## [Problem to solve]
Reproduce the lines below word for word, from the first to the last, and omit the pictures from your output.

## [Input rows]
►

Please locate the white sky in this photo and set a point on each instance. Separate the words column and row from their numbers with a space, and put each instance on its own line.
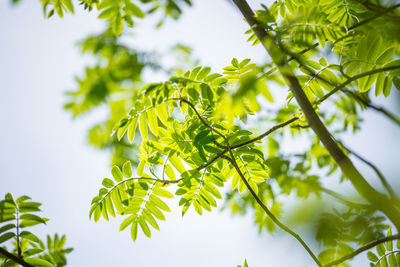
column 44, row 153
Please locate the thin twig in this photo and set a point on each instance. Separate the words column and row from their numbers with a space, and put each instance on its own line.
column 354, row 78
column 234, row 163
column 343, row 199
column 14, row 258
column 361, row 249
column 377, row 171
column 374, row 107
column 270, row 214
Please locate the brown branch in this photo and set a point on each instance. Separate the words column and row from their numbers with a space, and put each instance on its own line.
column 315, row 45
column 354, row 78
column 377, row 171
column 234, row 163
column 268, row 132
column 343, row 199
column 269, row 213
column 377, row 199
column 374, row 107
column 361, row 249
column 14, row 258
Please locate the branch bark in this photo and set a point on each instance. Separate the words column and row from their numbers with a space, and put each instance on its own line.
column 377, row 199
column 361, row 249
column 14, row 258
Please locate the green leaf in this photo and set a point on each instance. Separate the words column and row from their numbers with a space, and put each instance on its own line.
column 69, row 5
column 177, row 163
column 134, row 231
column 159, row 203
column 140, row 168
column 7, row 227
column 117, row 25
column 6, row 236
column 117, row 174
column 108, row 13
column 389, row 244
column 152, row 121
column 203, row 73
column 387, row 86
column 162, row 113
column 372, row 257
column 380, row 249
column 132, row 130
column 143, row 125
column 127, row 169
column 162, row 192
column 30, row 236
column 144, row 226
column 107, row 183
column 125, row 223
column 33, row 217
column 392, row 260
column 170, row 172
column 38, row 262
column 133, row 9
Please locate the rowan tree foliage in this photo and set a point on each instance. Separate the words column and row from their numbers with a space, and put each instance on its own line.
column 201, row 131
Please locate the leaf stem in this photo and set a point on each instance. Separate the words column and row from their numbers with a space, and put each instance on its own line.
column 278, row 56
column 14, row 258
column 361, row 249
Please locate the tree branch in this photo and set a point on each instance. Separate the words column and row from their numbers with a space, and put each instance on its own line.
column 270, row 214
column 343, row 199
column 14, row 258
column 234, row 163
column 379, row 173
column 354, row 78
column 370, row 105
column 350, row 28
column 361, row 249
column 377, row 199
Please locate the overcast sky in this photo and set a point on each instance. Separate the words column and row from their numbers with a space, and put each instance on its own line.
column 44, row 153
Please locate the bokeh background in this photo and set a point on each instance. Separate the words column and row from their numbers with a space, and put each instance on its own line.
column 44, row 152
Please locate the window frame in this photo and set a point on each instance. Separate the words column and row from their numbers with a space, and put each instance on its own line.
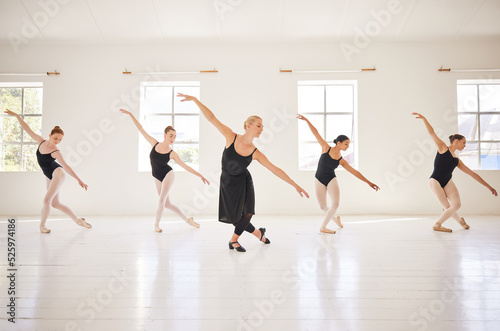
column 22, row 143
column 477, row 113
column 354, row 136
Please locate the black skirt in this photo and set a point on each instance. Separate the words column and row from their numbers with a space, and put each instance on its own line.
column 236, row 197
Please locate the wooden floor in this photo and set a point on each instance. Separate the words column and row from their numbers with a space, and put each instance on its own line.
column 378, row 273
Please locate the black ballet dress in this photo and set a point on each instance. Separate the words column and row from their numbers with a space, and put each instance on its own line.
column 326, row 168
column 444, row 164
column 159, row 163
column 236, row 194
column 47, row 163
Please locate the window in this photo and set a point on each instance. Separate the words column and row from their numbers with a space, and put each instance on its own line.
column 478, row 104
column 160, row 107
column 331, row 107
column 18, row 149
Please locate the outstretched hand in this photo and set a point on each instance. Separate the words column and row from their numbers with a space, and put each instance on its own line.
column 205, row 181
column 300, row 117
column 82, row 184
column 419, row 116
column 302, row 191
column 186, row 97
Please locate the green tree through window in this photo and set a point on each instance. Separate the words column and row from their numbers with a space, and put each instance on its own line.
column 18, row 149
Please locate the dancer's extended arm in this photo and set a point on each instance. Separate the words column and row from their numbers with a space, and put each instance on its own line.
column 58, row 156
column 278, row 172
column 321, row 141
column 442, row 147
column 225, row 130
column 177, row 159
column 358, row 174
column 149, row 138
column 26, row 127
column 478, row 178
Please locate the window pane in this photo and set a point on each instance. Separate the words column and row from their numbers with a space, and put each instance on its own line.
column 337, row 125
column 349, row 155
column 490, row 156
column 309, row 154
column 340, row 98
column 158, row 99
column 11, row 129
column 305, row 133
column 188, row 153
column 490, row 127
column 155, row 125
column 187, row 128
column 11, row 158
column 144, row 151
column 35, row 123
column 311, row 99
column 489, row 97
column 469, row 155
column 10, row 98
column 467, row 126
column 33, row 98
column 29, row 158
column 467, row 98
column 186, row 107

◄

## [The result]
Please locate the white sky in this photo and set a point on each instance. Separate the words column and row from their numbers with a space, and put each instance on its own line.
column 44, row 153
Please locate the thin twig in this photo and set a point on each instance. Separate the words column and row from their numbers with a space, and put each instance on its own line.
column 354, row 78
column 234, row 163
column 343, row 199
column 14, row 258
column 361, row 249
column 377, row 171
column 374, row 107
column 270, row 214
Please locate the brown branch in this photo and set a point on each instance. Separate the words column and row from their numbers with a space, and put each instance on its own line.
column 315, row 45
column 354, row 78
column 377, row 171
column 234, row 163
column 268, row 132
column 343, row 199
column 269, row 213
column 377, row 199
column 374, row 107
column 361, row 249
column 14, row 258
Please locate the branch bark in this photo and set a point on each instance. Separate the words column and row from their numbers with a space, and put each instance on its own line.
column 377, row 199
column 361, row 249
column 14, row 258
Please locate the green leaf in this photo and set a point on each instance. Separate the words column and row from their numbers with a space, and put each instance on its own line.
column 69, row 5
column 177, row 163
column 134, row 231
column 159, row 203
column 140, row 168
column 7, row 227
column 117, row 25
column 6, row 236
column 117, row 174
column 108, row 13
column 389, row 244
column 152, row 121
column 203, row 73
column 387, row 86
column 162, row 113
column 372, row 257
column 380, row 249
column 132, row 130
column 143, row 125
column 127, row 169
column 162, row 192
column 30, row 236
column 144, row 226
column 107, row 183
column 125, row 223
column 33, row 217
column 392, row 260
column 170, row 172
column 38, row 262
column 133, row 9
Please locate the rowan tree foliage in this photo and set a point on each instance. Separate the words column and row from their numbers with a space, and put each instance on its own line.
column 201, row 131
Please locate the leaf stem in this photo and set a point on each instance. Separate the words column and row from their numbers with a space, and put each instance on its own line.
column 278, row 56
column 14, row 258
column 361, row 249
Please locate the tree branch in this photo and set a point on each instance. Separate the words column and row from their numbers with a space, and put each instance on its own line.
column 270, row 214
column 343, row 199
column 14, row 258
column 234, row 163
column 379, row 173
column 354, row 78
column 370, row 105
column 350, row 28
column 361, row 249
column 377, row 199
Please locate the overcast sky in this photo and set a point on each instance. Separate the words column and row from their numbers with a space, and put each instance on its own line.
column 44, row 153
Please locate the bokeh background in this photo and set a point on each instance. Separate the words column and row from their numbers with a space, and put each instance on its own line.
column 44, row 152
Please locate the window frame in this photo and set a point on each instance. Separate the words column and row from their numbers with a space, and put each instance on its own line.
column 22, row 143
column 477, row 113
column 354, row 136
Please locate the black skirt in this photo and set a point on each instance. Separate the words column and row from their numbers with a space, and put each instance on its own line.
column 236, row 197
Please locate the wooden floor in this photo and set a point on each instance. Separate the words column and row from their numbers with a space, and put each instance on its own line.
column 378, row 273
Please locate the black ballet dress in this photo and set a point on each instance. Separate the words column and row from their numbers with a space, and put each instance on its own line.
column 326, row 168
column 444, row 164
column 159, row 163
column 236, row 194
column 47, row 163
Please locate the window in this photo and set a point on each instance. Separate the words column and row from their numbers with a space, and put each instance on its own line.
column 478, row 104
column 160, row 107
column 331, row 107
column 18, row 149
Please locate the outstretched hand in this photo and set a point on each instance. Separate the words column and row from their numbers with a space, and put each instance on its own line.
column 205, row 181
column 300, row 117
column 82, row 184
column 419, row 116
column 302, row 191
column 186, row 97
Please locate the green tree through window in this photo and set a point on each instance. Separate the words column and row from their numbers with a space, and put each instance on its own line.
column 18, row 149
Please locate the dancer's extended arm in this photo and set a point on each instance. Separate the words column and row from their numbers with a space, and put each instance on its own line.
column 58, row 156
column 278, row 172
column 321, row 141
column 442, row 147
column 225, row 130
column 177, row 159
column 358, row 174
column 149, row 138
column 26, row 127
column 478, row 178
Please locate the window pane in this photo and set a point on each instance. Separate the words column and row from their numbers with a space, and put each instance on its own line.
column 337, row 125
column 349, row 155
column 490, row 156
column 309, row 154
column 340, row 98
column 158, row 99
column 11, row 129
column 305, row 133
column 188, row 153
column 490, row 127
column 155, row 125
column 187, row 128
column 11, row 158
column 144, row 151
column 35, row 123
column 311, row 99
column 489, row 97
column 469, row 155
column 10, row 98
column 467, row 126
column 33, row 98
column 29, row 158
column 467, row 98
column 186, row 107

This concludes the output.